Görev listesi >>
(A) Buğday metninde "Peki geçen yıl" ile başlayıp "olarak kayda geçti." ifadesine kadar süren bölümü, "ortalama" yerine "yaklaşık" koyarak güncelleyin ve yeniden yazın.
(B) Buğday metninde "Üreticilere göre bu yıl" diye başlayan paragrafı, temel bilgilerini koruyarak madde listesine dönüştürün.

Okuma metni >>

::::

Peki geçen yıl kuraklık nedeniyle buğdayda ciddi bir rekolte kaybı yaşayan Türkiye, bu konuda önümüzdeki yılları nasıl planlıyor? İlk olarak Türkiye'nin buğday istatistiklerine bakalım. Türkiye İstatistik Kurumu (TÜİK) verilerine göre 2016 ile 2020 yılları arasında ortalama 20 milyon tonluk bir üretim gerçekleştirirken bu 2021'de kuraklık nedeniyle 17,7 milyon tona geriledi. Son yılların en yüksek üretimi ise 2015 yılında 22,6 milyon ton olarak kayda geçti.
Üreticilere göre bu yıl 2021'e göre oldukça iyi ama 2015'in de altında bir rekolte bekleniyor. Ancak Türkiye'nin bu üretimi kendi ihtiyacının tamamına yakınını karşılamaya yetse de ihracat yapmak için gerçekleştirilen buğday ithalatı da önemli bir yer tutuyor. Tarım ve Orman Bakanlığı'na göre Türkiye'nin buğdayda kendine yeterlilik oranı yüzde 89. Bunun dışında yurt dışından ithal edilen yıllık 6 milyon ton civarındaki buğday da Türkiye'de işlenip makarna ve bisküvi gibi ürünler haline dönüştürülerek ihraç ediliyor.

::::

[Veri kümesi kayıtları]
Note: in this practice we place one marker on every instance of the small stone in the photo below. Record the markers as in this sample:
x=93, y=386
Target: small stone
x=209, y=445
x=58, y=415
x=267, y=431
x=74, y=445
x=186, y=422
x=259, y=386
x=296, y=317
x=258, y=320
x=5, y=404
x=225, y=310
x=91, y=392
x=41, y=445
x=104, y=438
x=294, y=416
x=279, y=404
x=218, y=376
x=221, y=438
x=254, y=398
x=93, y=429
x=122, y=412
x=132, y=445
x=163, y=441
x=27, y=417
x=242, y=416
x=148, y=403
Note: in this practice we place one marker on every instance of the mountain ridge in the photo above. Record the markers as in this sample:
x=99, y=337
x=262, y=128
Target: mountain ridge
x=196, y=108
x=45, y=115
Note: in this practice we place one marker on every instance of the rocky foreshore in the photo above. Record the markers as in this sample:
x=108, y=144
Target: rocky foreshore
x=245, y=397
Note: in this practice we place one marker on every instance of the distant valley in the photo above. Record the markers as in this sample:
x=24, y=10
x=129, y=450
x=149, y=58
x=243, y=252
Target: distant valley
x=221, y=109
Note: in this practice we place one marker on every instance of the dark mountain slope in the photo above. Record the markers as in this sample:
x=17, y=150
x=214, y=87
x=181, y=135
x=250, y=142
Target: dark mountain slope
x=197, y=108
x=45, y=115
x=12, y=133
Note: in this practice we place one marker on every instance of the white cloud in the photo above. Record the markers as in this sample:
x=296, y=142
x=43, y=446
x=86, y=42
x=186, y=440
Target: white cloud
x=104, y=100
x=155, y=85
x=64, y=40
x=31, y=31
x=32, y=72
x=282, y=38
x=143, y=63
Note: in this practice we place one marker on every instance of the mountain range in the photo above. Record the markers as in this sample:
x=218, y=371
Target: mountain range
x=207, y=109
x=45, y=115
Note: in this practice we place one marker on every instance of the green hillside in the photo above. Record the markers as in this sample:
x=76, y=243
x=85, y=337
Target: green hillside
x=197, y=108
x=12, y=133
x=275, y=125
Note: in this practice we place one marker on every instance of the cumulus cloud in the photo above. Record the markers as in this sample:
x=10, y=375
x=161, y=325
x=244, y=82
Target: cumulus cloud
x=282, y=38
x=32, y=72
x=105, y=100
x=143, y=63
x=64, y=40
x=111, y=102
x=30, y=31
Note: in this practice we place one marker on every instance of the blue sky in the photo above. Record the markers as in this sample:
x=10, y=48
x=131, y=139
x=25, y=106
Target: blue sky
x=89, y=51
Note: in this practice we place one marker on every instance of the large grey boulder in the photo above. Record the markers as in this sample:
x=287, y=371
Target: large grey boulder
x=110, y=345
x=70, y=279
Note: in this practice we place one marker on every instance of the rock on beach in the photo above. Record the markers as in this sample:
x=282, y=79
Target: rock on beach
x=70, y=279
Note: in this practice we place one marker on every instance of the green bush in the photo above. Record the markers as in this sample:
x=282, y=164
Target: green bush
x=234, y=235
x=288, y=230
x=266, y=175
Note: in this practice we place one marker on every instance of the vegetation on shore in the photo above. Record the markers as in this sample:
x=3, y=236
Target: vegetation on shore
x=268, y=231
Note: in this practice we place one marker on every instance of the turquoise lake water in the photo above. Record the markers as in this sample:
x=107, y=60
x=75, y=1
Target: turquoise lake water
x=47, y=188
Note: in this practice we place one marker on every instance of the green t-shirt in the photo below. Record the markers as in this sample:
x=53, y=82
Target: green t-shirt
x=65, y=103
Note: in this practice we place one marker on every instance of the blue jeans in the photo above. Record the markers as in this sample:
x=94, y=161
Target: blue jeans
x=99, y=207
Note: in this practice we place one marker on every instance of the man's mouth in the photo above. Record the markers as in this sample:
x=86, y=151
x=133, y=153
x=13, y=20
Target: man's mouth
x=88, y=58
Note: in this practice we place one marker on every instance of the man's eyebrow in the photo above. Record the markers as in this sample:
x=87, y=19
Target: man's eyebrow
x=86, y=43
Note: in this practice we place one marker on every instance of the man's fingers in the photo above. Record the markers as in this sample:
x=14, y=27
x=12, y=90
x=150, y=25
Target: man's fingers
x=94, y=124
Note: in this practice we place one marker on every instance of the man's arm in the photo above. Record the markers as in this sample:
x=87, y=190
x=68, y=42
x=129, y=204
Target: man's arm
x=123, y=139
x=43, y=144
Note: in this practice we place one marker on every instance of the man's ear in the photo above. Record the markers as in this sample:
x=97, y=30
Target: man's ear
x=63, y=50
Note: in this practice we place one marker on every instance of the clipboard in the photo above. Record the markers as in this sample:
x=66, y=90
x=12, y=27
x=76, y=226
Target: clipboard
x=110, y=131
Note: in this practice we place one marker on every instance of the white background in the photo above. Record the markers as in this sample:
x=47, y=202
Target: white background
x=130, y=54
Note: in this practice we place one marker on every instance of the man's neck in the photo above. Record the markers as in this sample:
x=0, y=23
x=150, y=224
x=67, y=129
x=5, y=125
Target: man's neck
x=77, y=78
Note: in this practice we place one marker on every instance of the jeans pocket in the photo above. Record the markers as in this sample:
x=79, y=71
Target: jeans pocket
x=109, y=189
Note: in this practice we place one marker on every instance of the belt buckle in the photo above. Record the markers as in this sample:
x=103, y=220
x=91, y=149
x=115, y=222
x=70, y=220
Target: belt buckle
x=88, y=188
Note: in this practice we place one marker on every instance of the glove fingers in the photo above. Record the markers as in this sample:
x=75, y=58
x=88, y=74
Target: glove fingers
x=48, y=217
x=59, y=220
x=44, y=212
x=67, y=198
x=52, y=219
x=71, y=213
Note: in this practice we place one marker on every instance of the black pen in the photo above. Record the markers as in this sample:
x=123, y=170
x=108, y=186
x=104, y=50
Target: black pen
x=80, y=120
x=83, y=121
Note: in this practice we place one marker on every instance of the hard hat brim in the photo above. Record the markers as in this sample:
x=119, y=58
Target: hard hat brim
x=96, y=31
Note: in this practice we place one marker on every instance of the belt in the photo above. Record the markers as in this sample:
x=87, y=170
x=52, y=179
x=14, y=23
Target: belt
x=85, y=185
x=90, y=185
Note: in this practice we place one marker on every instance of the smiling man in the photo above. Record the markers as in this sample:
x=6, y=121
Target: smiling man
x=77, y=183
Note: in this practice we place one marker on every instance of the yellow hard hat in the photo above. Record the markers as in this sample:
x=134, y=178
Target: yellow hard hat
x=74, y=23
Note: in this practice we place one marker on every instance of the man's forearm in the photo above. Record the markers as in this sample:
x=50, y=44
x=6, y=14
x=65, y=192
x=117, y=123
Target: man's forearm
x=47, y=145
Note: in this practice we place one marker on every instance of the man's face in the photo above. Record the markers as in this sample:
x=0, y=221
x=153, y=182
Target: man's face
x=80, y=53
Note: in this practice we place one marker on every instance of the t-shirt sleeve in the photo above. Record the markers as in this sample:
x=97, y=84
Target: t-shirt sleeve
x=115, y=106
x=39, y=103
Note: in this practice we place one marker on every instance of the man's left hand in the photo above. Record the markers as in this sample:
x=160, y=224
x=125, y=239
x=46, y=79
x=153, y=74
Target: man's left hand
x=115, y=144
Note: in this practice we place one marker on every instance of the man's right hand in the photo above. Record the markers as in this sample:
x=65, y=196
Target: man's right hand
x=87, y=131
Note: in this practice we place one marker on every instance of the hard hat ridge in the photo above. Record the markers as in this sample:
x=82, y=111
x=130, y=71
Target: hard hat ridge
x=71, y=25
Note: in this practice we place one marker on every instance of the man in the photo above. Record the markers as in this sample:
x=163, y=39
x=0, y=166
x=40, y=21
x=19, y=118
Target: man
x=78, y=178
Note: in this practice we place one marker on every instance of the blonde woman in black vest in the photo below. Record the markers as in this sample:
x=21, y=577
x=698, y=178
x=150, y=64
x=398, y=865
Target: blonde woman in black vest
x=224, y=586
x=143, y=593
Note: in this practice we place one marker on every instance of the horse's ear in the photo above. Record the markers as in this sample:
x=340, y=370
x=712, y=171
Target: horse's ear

::::

Yanıtlar >>
(A)
Peki geçen yıl kuraklık nedeniyle buğdayda ciddi bir rekolte kaybı yaşayan Türkiye, bu konuda önümüzdeki yılları nasıl planlıyor? İlk olarak Türkiye'nin buğday istatistiklerine bakalım. Türkiye İstatistik Kurumu (TÜİK) verilerine göre 2016 ile 2020 yılları arasında yaklaşık 20 milyon tonluk bir üretim gerçekleştirirken bu 2021'de kuraklık nedeniyle 17,7 milyon tona geriledi. Son yılların en yüksek üretimi ise 2015 yılında 22,6 milyon ton olarak kayda geçti.

(B)
- Üreticiler bu yıl 2021'e göre oldukça iyi ama 2015'in altında bir rekolte bekliyor.
- Üretim Türkiye'nin ihtiyacının tamamına yakınını karşılıyor, ancak ihracat için yapılan buğday ithalatı da önemli bir yer tutuyor.
- Tarım ve Orman Bakanlığı'na göre Türkiye'nin buğdayda kendine yeterlilik oranı yüzde 89.
- Yıllık 6 milyon ton civarında ithal buğday Türkiye'de makarna ve bisküvi gibi ürünlere işlenip ihraç ediliyor.